__Assignment__. Output all of the records again, exactly as written.

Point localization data
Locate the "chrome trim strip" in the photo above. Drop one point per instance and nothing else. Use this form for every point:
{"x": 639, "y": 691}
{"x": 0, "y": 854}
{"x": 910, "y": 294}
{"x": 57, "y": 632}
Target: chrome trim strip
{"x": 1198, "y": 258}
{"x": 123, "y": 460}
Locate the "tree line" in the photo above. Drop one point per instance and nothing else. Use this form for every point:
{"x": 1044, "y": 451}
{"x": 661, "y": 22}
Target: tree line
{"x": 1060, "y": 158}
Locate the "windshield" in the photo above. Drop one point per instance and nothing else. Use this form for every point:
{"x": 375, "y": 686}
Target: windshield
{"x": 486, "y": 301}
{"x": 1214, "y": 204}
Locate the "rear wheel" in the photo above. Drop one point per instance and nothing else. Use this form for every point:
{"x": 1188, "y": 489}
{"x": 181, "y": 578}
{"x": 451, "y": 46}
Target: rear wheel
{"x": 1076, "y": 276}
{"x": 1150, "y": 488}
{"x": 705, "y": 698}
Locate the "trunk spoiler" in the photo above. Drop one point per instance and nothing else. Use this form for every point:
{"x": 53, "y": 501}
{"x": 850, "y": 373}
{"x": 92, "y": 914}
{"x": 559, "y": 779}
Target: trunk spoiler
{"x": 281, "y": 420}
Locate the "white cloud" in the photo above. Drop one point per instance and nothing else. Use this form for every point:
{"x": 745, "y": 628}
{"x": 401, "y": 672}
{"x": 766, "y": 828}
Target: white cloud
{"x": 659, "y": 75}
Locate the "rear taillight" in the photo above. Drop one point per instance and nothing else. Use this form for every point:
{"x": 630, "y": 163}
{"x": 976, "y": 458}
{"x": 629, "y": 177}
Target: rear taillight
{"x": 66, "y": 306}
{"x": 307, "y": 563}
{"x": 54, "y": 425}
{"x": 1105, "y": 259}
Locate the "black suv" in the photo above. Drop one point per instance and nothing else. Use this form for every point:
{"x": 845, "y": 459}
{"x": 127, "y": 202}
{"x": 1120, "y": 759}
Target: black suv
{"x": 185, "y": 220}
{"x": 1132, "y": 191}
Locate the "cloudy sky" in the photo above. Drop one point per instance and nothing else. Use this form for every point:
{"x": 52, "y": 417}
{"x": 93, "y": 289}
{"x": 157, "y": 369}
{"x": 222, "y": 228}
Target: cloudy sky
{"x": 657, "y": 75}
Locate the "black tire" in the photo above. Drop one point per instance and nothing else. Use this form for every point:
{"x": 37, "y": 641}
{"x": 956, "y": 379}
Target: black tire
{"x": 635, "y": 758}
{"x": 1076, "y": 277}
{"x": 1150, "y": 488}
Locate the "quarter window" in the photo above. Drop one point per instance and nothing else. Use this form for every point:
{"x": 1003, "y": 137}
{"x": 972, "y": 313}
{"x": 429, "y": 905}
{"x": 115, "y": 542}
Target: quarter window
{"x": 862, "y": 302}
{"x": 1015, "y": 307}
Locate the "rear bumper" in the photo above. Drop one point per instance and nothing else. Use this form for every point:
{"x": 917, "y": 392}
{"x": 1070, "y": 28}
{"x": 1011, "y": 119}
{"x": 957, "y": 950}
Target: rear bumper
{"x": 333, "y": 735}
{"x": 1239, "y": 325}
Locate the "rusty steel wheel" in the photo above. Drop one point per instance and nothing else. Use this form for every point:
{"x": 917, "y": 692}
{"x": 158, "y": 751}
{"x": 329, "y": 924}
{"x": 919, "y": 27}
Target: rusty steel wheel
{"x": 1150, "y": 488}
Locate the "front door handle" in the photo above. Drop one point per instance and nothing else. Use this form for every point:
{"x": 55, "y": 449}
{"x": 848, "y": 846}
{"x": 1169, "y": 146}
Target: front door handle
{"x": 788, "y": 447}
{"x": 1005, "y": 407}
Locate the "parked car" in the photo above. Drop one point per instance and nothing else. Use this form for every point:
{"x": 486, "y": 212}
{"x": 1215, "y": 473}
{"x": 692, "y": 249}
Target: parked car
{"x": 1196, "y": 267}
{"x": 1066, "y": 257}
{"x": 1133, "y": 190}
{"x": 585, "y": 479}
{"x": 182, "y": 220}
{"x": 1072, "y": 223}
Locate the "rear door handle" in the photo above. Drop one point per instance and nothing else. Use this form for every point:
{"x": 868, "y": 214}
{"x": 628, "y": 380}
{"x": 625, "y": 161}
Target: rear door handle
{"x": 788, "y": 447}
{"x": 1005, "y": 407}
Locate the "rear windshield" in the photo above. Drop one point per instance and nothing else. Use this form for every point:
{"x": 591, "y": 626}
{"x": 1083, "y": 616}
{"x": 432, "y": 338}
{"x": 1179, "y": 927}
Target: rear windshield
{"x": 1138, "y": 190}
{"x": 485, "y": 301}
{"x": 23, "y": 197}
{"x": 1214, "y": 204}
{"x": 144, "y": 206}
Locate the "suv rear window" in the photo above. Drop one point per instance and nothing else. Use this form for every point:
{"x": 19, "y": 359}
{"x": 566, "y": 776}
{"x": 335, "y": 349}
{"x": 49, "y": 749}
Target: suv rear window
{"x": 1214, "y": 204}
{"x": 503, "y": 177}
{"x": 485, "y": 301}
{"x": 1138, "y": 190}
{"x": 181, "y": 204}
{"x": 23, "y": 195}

__Exercise answer__.
Locate the "chrome trim strip" in the photo above. Drop one point per instance and nothing else. Use this form for every point:
{"x": 639, "y": 691}
{"x": 0, "y": 854}
{"x": 910, "y": 294}
{"x": 57, "y": 632}
Target: chrome trim strip
{"x": 1198, "y": 258}
{"x": 123, "y": 460}
Locate the "tree line" in the photo above. Drop one point per instance and nothing else. Use this form for every point:
{"x": 1044, "y": 451}
{"x": 661, "y": 22}
Target: tree line
{"x": 1060, "y": 158}
Locate the "windshield" in the photo above. Drop one point per instance and nothing else. Use this form for every point:
{"x": 375, "y": 686}
Target: windshield
{"x": 486, "y": 301}
{"x": 1214, "y": 204}
Locate the "rear wheel" in the photo above. Drop one point per instance and nothing else. Use this form for every point:
{"x": 1188, "y": 489}
{"x": 181, "y": 578}
{"x": 451, "y": 46}
Target: rear wheel
{"x": 1076, "y": 276}
{"x": 1150, "y": 488}
{"x": 705, "y": 698}
Locate the "trunk spoiler" in the photo above. Drop one point per instance and nothing else. Use this form for every point:
{"x": 53, "y": 501}
{"x": 850, "y": 373}
{"x": 92, "y": 914}
{"x": 559, "y": 779}
Target: trunk spoiler
{"x": 281, "y": 420}
Locate the "white cloud" in the photo above. Drop one point per instance and nothing else. Use this form for every point:
{"x": 745, "y": 628}
{"x": 401, "y": 672}
{"x": 766, "y": 828}
Target: white cloud
{"x": 659, "y": 75}
Locate the "rear taillight" in the photo above. Drop one point per instance and nothing else. Use this form for every point:
{"x": 630, "y": 163}
{"x": 976, "y": 458}
{"x": 629, "y": 177}
Target: rear taillight
{"x": 66, "y": 306}
{"x": 307, "y": 563}
{"x": 54, "y": 425}
{"x": 1105, "y": 259}
Locate the "black suv" in the photo above. Drop one point per instance and nothing else. Use this form for every point:
{"x": 845, "y": 459}
{"x": 127, "y": 202}
{"x": 1120, "y": 759}
Target: black suv
{"x": 185, "y": 220}
{"x": 1132, "y": 191}
Locate the "cloudy sky" in the photo above. Drop one point per instance and nothing else. Use this form for every point:
{"x": 52, "y": 417}
{"x": 93, "y": 289}
{"x": 157, "y": 369}
{"x": 222, "y": 228}
Target: cloudy sky
{"x": 657, "y": 75}
Locate the "black tire" in the photo above. Drop one point per instance and nothing else. Use this form for every point:
{"x": 37, "y": 641}
{"x": 956, "y": 379}
Target: black tire
{"x": 635, "y": 758}
{"x": 1076, "y": 277}
{"x": 1150, "y": 488}
Locate the "quarter window" in the photo above. Drop one point per instance and nothing else. Use this form for every point:
{"x": 1003, "y": 137}
{"x": 972, "y": 313}
{"x": 429, "y": 905}
{"x": 115, "y": 542}
Target: quarter window
{"x": 862, "y": 302}
{"x": 1015, "y": 307}
Locate the "rear bumper" in the photo above. Drop one point per instance and nothing else. Use this form for every point:
{"x": 917, "y": 392}
{"x": 1070, "y": 28}
{"x": 1011, "y": 119}
{"x": 957, "y": 950}
Target: rear bumper
{"x": 333, "y": 735}
{"x": 1239, "y": 325}
Locate the "rusty steel wheel" in the photo above. Drop one point per instance and nothing else. Use this form for every point:
{"x": 917, "y": 692}
{"x": 158, "y": 751}
{"x": 329, "y": 924}
{"x": 919, "y": 27}
Target: rusty steel wheel
{"x": 1150, "y": 488}
Locate the "front door handle" in the photo above. Drop one point per instance and nothing else. Use this form for every point:
{"x": 55, "y": 449}
{"x": 848, "y": 846}
{"x": 1169, "y": 146}
Target: front door handle
{"x": 788, "y": 447}
{"x": 1005, "y": 407}
Locate the "parked car" in the photo above. Drop one point per instance and nothing else. Use this form for every point:
{"x": 486, "y": 212}
{"x": 1215, "y": 473}
{"x": 692, "y": 249}
Target: parked car
{"x": 1196, "y": 267}
{"x": 1066, "y": 257}
{"x": 1133, "y": 190}
{"x": 585, "y": 479}
{"x": 182, "y": 220}
{"x": 1072, "y": 223}
Locate the "rear door handle" in the photo above. Drop one point per instance and nothing else. Use this form for every point:
{"x": 868, "y": 214}
{"x": 628, "y": 380}
{"x": 625, "y": 161}
Target: rear door handle
{"x": 788, "y": 447}
{"x": 1005, "y": 407}
Locate the "rear windshield" in the photo above. Drop one point per instance and nothing else. Use this form for every point:
{"x": 591, "y": 626}
{"x": 1083, "y": 616}
{"x": 432, "y": 338}
{"x": 1179, "y": 927}
Target: rear windshield
{"x": 1138, "y": 190}
{"x": 485, "y": 301}
{"x": 23, "y": 197}
{"x": 1214, "y": 204}
{"x": 144, "y": 206}
Locate the "suv rear window" in the photo above. Drop one point per instance and nothing else. Use this form for every point:
{"x": 19, "y": 359}
{"x": 566, "y": 776}
{"x": 335, "y": 349}
{"x": 49, "y": 749}
Target: suv rear window
{"x": 1214, "y": 204}
{"x": 503, "y": 177}
{"x": 485, "y": 301}
{"x": 1138, "y": 190}
{"x": 181, "y": 204}
{"x": 23, "y": 195}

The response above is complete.